* Work task *
Set down the listing again, word for word.

- - - -

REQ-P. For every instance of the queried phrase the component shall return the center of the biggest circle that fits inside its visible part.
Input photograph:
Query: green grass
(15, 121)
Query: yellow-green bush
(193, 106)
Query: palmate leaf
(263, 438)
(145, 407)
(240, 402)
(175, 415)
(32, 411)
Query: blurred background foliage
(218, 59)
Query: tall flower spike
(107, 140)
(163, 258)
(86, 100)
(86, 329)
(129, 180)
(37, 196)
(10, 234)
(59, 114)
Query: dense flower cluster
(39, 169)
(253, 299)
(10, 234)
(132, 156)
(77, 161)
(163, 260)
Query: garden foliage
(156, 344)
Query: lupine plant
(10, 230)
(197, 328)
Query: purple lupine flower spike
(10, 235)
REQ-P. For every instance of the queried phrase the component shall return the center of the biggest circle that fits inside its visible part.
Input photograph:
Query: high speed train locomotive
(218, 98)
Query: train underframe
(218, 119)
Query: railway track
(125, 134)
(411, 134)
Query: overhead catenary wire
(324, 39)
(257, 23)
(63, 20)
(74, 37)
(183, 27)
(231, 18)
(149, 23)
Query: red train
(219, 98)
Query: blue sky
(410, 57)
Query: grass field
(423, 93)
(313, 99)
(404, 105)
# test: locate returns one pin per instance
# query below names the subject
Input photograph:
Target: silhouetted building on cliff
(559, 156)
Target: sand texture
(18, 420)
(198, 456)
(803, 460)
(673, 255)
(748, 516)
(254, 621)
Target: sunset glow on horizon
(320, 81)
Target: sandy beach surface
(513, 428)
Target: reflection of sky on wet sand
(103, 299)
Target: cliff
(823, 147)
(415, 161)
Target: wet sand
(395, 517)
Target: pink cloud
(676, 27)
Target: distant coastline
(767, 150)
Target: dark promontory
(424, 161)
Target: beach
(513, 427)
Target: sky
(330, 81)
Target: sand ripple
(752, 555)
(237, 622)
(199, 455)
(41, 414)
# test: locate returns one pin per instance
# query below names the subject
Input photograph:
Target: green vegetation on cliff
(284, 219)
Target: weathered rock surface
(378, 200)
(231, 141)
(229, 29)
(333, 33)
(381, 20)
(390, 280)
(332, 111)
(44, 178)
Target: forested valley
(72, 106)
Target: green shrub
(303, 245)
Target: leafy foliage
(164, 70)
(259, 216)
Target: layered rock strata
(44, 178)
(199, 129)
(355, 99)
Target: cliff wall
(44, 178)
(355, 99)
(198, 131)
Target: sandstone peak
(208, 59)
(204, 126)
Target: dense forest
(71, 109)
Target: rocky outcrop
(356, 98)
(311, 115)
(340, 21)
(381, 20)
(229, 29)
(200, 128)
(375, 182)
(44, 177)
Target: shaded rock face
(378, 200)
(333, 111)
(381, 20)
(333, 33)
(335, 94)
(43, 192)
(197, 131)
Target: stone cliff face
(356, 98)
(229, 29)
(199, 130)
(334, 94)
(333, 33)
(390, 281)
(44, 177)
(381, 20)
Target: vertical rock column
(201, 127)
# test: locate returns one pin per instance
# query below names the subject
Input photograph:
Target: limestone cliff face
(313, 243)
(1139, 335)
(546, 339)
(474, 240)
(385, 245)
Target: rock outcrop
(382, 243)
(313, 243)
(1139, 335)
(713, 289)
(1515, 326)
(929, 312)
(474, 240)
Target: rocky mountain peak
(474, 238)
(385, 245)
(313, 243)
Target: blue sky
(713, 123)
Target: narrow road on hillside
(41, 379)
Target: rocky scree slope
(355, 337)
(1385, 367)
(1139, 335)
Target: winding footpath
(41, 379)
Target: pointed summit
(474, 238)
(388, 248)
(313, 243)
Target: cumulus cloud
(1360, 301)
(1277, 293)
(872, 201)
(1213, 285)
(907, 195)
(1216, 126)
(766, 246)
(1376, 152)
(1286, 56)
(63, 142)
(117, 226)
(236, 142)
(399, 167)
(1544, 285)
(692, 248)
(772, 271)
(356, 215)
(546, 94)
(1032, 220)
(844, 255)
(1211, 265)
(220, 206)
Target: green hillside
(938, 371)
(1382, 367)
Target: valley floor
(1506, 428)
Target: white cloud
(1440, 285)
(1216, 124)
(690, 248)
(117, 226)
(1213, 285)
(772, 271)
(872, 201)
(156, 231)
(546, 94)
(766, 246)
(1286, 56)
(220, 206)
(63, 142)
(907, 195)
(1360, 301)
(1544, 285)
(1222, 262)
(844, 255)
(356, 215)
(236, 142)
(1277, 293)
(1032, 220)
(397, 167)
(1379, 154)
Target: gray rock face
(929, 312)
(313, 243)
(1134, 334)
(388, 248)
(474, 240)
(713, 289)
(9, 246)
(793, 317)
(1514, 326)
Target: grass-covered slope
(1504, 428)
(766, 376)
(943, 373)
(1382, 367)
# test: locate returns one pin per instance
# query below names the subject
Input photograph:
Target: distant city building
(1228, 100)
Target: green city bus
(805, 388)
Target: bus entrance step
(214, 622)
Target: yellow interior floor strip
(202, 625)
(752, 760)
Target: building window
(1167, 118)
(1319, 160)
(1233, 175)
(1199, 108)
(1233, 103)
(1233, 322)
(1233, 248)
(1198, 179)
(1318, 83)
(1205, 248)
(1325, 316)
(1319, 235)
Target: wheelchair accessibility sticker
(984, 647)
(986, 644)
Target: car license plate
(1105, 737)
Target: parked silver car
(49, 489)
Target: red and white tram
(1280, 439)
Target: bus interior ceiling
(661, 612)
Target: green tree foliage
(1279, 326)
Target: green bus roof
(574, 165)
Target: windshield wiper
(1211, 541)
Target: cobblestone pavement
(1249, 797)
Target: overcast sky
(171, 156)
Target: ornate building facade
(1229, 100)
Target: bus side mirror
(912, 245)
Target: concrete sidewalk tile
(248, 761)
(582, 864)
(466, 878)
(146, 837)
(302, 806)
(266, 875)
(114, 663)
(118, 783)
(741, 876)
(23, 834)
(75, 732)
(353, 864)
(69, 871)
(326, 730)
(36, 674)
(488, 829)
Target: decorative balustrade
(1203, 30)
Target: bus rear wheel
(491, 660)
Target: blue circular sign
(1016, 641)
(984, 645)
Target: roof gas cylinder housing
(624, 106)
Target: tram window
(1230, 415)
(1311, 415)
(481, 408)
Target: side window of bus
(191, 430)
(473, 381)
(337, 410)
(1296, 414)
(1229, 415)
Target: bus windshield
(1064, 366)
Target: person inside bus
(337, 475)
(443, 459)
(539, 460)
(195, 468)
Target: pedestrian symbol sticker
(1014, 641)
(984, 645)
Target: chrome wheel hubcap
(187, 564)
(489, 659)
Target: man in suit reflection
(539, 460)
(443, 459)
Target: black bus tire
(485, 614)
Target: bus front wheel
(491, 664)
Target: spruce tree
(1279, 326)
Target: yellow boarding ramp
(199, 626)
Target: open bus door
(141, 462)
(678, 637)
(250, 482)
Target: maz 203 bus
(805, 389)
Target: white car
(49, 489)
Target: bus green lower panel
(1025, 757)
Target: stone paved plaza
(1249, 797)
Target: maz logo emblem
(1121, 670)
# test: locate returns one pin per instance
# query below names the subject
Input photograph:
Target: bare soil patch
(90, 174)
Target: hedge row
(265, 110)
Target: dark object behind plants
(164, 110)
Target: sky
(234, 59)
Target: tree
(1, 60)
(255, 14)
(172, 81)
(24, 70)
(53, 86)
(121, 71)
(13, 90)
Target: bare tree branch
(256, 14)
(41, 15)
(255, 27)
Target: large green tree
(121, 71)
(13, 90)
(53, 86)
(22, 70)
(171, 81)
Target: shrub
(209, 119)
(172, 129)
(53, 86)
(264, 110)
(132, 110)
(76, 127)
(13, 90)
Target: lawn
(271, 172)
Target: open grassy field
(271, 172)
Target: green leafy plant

- - - -

* Solution *
REQ-P. For every instance of the queried phrase the component shall return the center of the biggest circle that fits inside its visible part.
Input photograph:
Query: green grass
(15, 121)
Query: yellow-green bush
(193, 106)
Query: palmate leaf
(263, 438)
(145, 407)
(240, 402)
(175, 415)
(32, 411)
Query: blurred background foliage
(218, 59)
Query: tall flower spike
(107, 140)
(163, 258)
(86, 100)
(86, 329)
(129, 180)
(37, 196)
(10, 234)
(59, 114)
Query: dense flower cluster
(39, 169)
(253, 299)
(10, 234)
(132, 156)
(77, 161)
(163, 260)
Query: garden foliage
(156, 344)
Query: lupine plant
(10, 230)
(197, 328)
Query: purple lupine flower spike
(10, 235)
REQ-P. For every instance of the queried phrase the component shall return the center of the biggest circle that fits inside its visible part.
Input photograph:
Query: high speed train locomotive
(218, 98)
Query: train underframe
(218, 119)
Query: railway track
(125, 134)
(411, 134)
Query: overhead catenary wire
(324, 39)
(257, 23)
(63, 20)
(74, 37)
(183, 27)
(231, 18)
(149, 23)
Query: red train
(219, 98)
Query: blue sky
(410, 57)
Query: grass field
(423, 93)
(313, 99)
(404, 105)
# test: locate returns one pin per instance
# query below names the subject
Input photograph:
Target: silhouetted building on cliff
(559, 156)
Target: sand texture
(18, 420)
(198, 456)
(803, 460)
(673, 255)
(748, 516)
(254, 621)
Target: sunset glow on horizon
(320, 81)
Target: sandy beach surface
(513, 428)
Target: reflection of sky on wet sand
(103, 299)
Target: cliff
(823, 147)
(415, 161)
Target: wet sand
(395, 517)
Target: pink cloud
(676, 27)
Target: distant coastline
(767, 150)
Target: dark promontory
(424, 161)
Target: beach
(513, 427)
Target: sky
(330, 81)
Target: sand ripple
(752, 555)
(237, 622)
(199, 455)
(41, 414)
# test: locate returns one pin per instance
# query below names the subject
Input photograph:
Target: green vegetation on cliff
(284, 219)
Target: weathered rock surface
(378, 200)
(231, 141)
(229, 29)
(333, 33)
(381, 20)
(390, 280)
(332, 111)
(44, 178)
Target: forested valley
(72, 106)
Target: green shrub
(303, 245)
Target: leafy foliage
(164, 70)
(259, 216)
Target: layered rock strata
(44, 178)
(199, 129)
(355, 99)
Target: cliff wall
(44, 178)
(355, 99)
(198, 131)
Target: sandstone peak
(208, 59)
(204, 126)
Target: dense forest
(71, 109)
Target: rocky outcrop
(356, 98)
(311, 115)
(340, 21)
(381, 20)
(229, 29)
(200, 128)
(375, 182)
(44, 177)
Target: shaded rock face
(378, 200)
(333, 111)
(381, 20)
(333, 33)
(335, 94)
(43, 192)
(197, 131)
Target: stone cliff face
(356, 98)
(229, 29)
(199, 130)
(334, 94)
(333, 33)
(390, 281)
(44, 177)
(381, 20)
Target: vertical rock column
(201, 127)
# test: locate returns one pin per instance
# query below names the subject
Input photograph:
Target: limestone cliff face
(313, 243)
(1139, 335)
(546, 339)
(474, 240)
(385, 245)
Target: rock outcrop
(382, 243)
(313, 243)
(1139, 335)
(713, 289)
(1515, 326)
(929, 312)
(474, 240)
Target: rocky mountain peak
(474, 238)
(385, 245)
(313, 243)
Target: blue sky
(713, 123)
Target: narrow road on hillside
(41, 379)
Target: rocky scree slope
(355, 337)
(1385, 367)
(1139, 335)
Target: winding footpath
(41, 379)
Target: pointed summit
(474, 238)
(388, 248)
(313, 243)
Target: cumulus cloud
(1360, 301)
(1277, 293)
(872, 201)
(1213, 285)
(907, 195)
(1216, 126)
(766, 246)
(1376, 152)
(1286, 56)
(63, 142)
(117, 226)
(236, 142)
(399, 167)
(1544, 285)
(692, 248)
(772, 271)
(356, 215)
(546, 94)
(1032, 220)
(844, 255)
(1211, 265)
(220, 206)
Target: green hillside
(938, 371)
(1382, 367)
Target: valley floor
(1506, 428)
Target: white cloud
(1440, 285)
(1216, 124)
(690, 248)
(117, 226)
(1213, 285)
(772, 271)
(872, 201)
(156, 231)
(546, 94)
(766, 246)
(1286, 56)
(220, 206)
(63, 142)
(907, 195)
(1360, 301)
(1544, 285)
(1222, 262)
(844, 255)
(356, 215)
(236, 142)
(1277, 293)
(1032, 220)
(397, 167)
(1379, 154)
Target: gray rock face
(929, 312)
(313, 243)
(1134, 334)
(388, 248)
(474, 240)
(713, 289)
(9, 246)
(793, 317)
(1514, 326)
Target: grass-covered slope
(1504, 428)
(766, 376)
(943, 373)
(1382, 367)
# test: locate returns one pin per instance
# query below names the subject
Input photograph:
Target: distant city building
(1228, 100)
Target: green city bus
(805, 388)
Target: bus entrance step
(214, 622)
Target: yellow interior floor strip
(202, 625)
(752, 760)
Target: building window
(1167, 118)
(1319, 160)
(1233, 175)
(1199, 108)
(1233, 103)
(1233, 322)
(1233, 248)
(1198, 179)
(1318, 83)
(1205, 248)
(1325, 316)
(1319, 235)
Target: wheelchair accessibility sticker
(984, 647)
(986, 644)
Target: car license plate
(1105, 737)
Target: parked silver car
(49, 489)
Target: red and white tram
(1280, 439)
Target: bus interior ceiling
(661, 612)
Target: green tree foliage
(1279, 326)
Target: green bus roof
(574, 165)
Target: windshield wiper
(1211, 541)
Target: cobblestone pavement
(1249, 797)
Target: overcast sky
(171, 156)
Target: ornate building facade
(1229, 100)
Target: bus side mirror
(912, 245)
Target: concrete sidewalk tile
(248, 761)
(582, 864)
(466, 878)
(146, 837)
(302, 806)
(266, 875)
(114, 663)
(118, 783)
(741, 876)
(23, 834)
(75, 732)
(353, 864)
(69, 871)
(326, 730)
(36, 674)
(488, 829)
Target: decorative balustrade
(1203, 30)
Target: bus rear wheel
(491, 660)
Target: blue circular sign
(1016, 641)
(984, 645)
Target: roof gas cylinder housing
(624, 106)
Target: tram window
(1230, 415)
(1311, 415)
(481, 408)
Target: side window of bus
(191, 430)
(473, 381)
(337, 410)
(1296, 414)
(1229, 415)
Target: bus windshield
(1064, 366)
Target: person inside bus
(337, 475)
(443, 459)
(539, 460)
(195, 468)
Target: pedestrian symbol sticker
(1014, 641)
(984, 645)
Target: chrome wheel hubcap
(187, 564)
(489, 659)
Target: man in suit reflection
(539, 460)
(443, 459)
Target: black bus tire
(485, 614)
Target: bus front wheel
(491, 664)
Target: spruce tree
(1279, 326)
Target: yellow boarding ramp
(199, 626)
Target: open bus door
(141, 462)
(678, 637)
(250, 482)
Target: maz 203 bus
(805, 389)
Target: white car
(49, 489)
Target: bus green lower panel
(1025, 757)
Target: stone paved plaza
(1249, 797)
Target: maz logo emblem
(1121, 670)
# test: locate returns one pin per instance
# query below names the subject
Input photograph:
Target: bare soil patch
(90, 174)
Target: hedge row
(265, 110)
Target: dark object behind plants
(164, 110)
Target: sky
(234, 59)
Target: tree
(1, 60)
(255, 14)
(172, 81)
(24, 70)
(53, 86)
(121, 71)
(13, 90)
Target: bare tree branch
(256, 14)
(41, 15)
(255, 27)
Target: large green tree
(121, 71)
(13, 90)
(53, 86)
(22, 70)
(171, 81)
Target: shrub
(209, 119)
(172, 129)
(53, 86)
(264, 110)
(132, 110)
(76, 127)
(13, 90)
Target: lawn
(271, 172)
Target: open grassy field
(271, 172)
Target: green leafy plant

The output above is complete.